Top of Text segment

To expand on this discussion a little more, I wanted to point you all to the most recent issue of FLORA – a publication of the California Native Plant Society. In this issue, Bob Allen (also known as 'BugBob') an adjunct professor of biology, research associate in entomology and horticultural consultant in southern California, reminds us of some important connections between supporting insect life and our gardens.
The first connection Bob emphasizes is the importance of Native plants, which serve as food and shelter for many species of native insects. "Whether in the wild or in the garden, native plants and native insects exhibit a variety of fascinating interactions. Which can be boiled down," he writes, "to one- or two-sided interactions."
"One-sided interactions benefit the individual insects that feed on the plant, such as on sap, leaves, buds, and/or other parts. Since most herbivorous insects are host-specific — they feed only on one or a few related plant species — just having these native plants in the garden promotes survival of their dependent native insects." This is the case with the Monarch butterfly and their host Milkweed plant that we explored more about in our CP conversation with Dr. Anurag Agrawal.
"-sided or mutually beneficial interactions are activities that provide benefit to both insect and plant," and Bob notes that "certainly the most widely discussed two-way interaction is pollination. Adult insects use the pollen and nectar they collect to feed themselves and/or feed their young and in return Insect-pollinated native plants require these insects for their own reproduction."

Bottom of Text segment
Top of Dataset extract

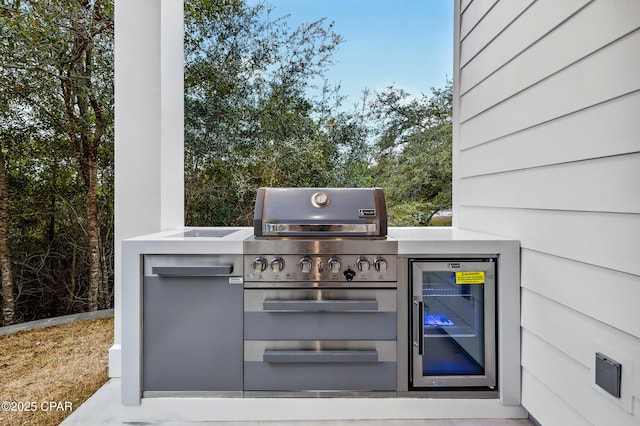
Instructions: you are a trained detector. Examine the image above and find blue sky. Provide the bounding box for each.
[258,0,453,107]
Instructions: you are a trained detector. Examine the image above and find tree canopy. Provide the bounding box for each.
[0,0,452,325]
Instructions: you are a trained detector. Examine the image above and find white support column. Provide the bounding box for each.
[109,0,184,377]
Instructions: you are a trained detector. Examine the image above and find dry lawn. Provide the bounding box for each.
[0,317,113,425]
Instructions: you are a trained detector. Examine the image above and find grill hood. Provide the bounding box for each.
[253,188,387,237]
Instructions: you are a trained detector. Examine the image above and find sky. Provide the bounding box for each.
[256,0,454,107]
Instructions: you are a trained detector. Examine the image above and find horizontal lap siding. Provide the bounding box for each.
[454,0,640,426]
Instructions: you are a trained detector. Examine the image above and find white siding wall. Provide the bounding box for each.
[454,0,640,426]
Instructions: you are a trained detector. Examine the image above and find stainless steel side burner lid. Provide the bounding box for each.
[253,188,387,238]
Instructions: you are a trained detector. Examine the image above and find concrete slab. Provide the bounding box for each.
[61,379,534,426]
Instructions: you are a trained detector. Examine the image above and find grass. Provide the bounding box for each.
[0,317,113,426]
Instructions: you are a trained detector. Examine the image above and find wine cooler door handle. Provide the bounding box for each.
[413,300,424,355]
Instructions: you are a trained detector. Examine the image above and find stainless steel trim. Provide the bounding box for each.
[262,350,378,364]
[264,222,378,235]
[262,299,378,312]
[244,287,397,312]
[144,254,243,277]
[243,236,398,256]
[244,340,397,362]
[151,264,233,277]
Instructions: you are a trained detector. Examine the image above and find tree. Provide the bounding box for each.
[0,125,16,325]
[0,0,113,310]
[185,0,368,226]
[370,82,452,226]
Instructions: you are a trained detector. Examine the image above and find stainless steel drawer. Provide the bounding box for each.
[244,289,397,340]
[244,340,397,391]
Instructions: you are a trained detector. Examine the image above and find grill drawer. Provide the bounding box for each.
[244,289,397,340]
[244,341,397,391]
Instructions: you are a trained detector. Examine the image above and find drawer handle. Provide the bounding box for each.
[262,299,378,312]
[262,350,378,364]
[151,265,233,277]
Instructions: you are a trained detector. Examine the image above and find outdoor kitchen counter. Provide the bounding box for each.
[124,227,253,254]
[388,226,520,257]
[120,227,526,422]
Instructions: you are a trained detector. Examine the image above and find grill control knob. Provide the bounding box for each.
[298,256,313,274]
[329,257,342,274]
[356,257,371,272]
[271,257,284,273]
[251,257,267,274]
[373,257,387,273]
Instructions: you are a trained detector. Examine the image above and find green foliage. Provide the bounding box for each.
[185,0,369,226]
[371,82,452,226]
[0,0,113,320]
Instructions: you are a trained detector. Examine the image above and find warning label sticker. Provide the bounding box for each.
[456,271,484,284]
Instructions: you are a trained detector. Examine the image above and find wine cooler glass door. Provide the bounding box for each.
[411,259,496,388]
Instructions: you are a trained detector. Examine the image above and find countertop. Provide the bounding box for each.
[124,227,519,255]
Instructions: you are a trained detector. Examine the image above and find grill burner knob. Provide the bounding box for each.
[329,257,342,274]
[356,257,371,272]
[251,257,267,274]
[373,257,387,273]
[298,256,313,274]
[343,267,356,282]
[271,257,284,273]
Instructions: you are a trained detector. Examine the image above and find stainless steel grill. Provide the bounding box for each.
[244,188,397,391]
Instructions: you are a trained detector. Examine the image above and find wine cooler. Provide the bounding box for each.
[410,258,496,390]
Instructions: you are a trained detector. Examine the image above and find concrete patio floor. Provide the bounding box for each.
[61,379,535,426]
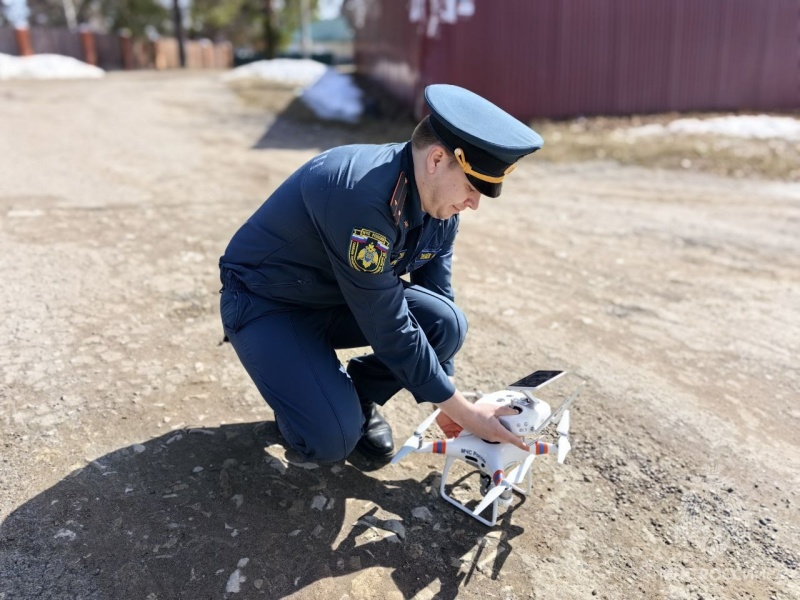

Bottom of Dataset extract

*Work instructions:*
1. According to the text about native plants and insects, what organization publishes FLORA?
2. Please continue the text about native plants and insects from the point where it stops.

*Results in order:*
1. The California Native Plant Society.

2.
Bob goes on to outline that we can support these native insects by "using locally native plants, eliminating pesticides, reducing garden disturbance, controlling our use of mulch, and changing human notions about native insects.
A garden full of locally native plants provides food and shelter for native insects.
A hard look at pesticides reveals that nearly all are used against non-native insects that feed on non-native garden plants. A native garden, then, has no need for pesticides. The insects that show up to feed on those native plants belong there.
Soil cover (mulch) is often overused. Sure, it helps keep weeds down, but it also covers the bare soil required for nesting by many species of native bees, egg-laying by grasshoppers, and soil pupation by many species of moths and beetles. Try to keep at least some areas of undisturbed bare soil to allow these insects to survive."
Bob summarizes by saying: "We MUST change the all-too-common human perception that having insects on our plants is a bad thing — it’s not." It's more often than not a sign of health and LIFE. "Enjoy the insects!"
THINKING OUT LOUD this week..
Thinking out loud this week for me is all about fear. We can forget how powerful it is to really be afraid of something, and when we are really afraid of something, we forget how irrationally we can react and respond. Some things deserve our full fear – harmful chemicals in our food and water, the insidiousness of prejudice and fear itself, the loss of biodiversity, gun violence in our schools….but other things – like the lives of spiders and snakes and cockroaches don’t necessarily deserve our fear. We likely don’t want them in our kitchens or bathrooms, but we want them in our world. They deserve our respect and understanding, but not our fear.
It’s easy to love butterflies and hummingbirds – harder to love and care for things we are afraid of. I have to ask myself, what messages do I send to my daughters? What will I pass to them unintentionally in the way of fear? What am I afraid of and in what ways might this fear be holding me back OR harming another?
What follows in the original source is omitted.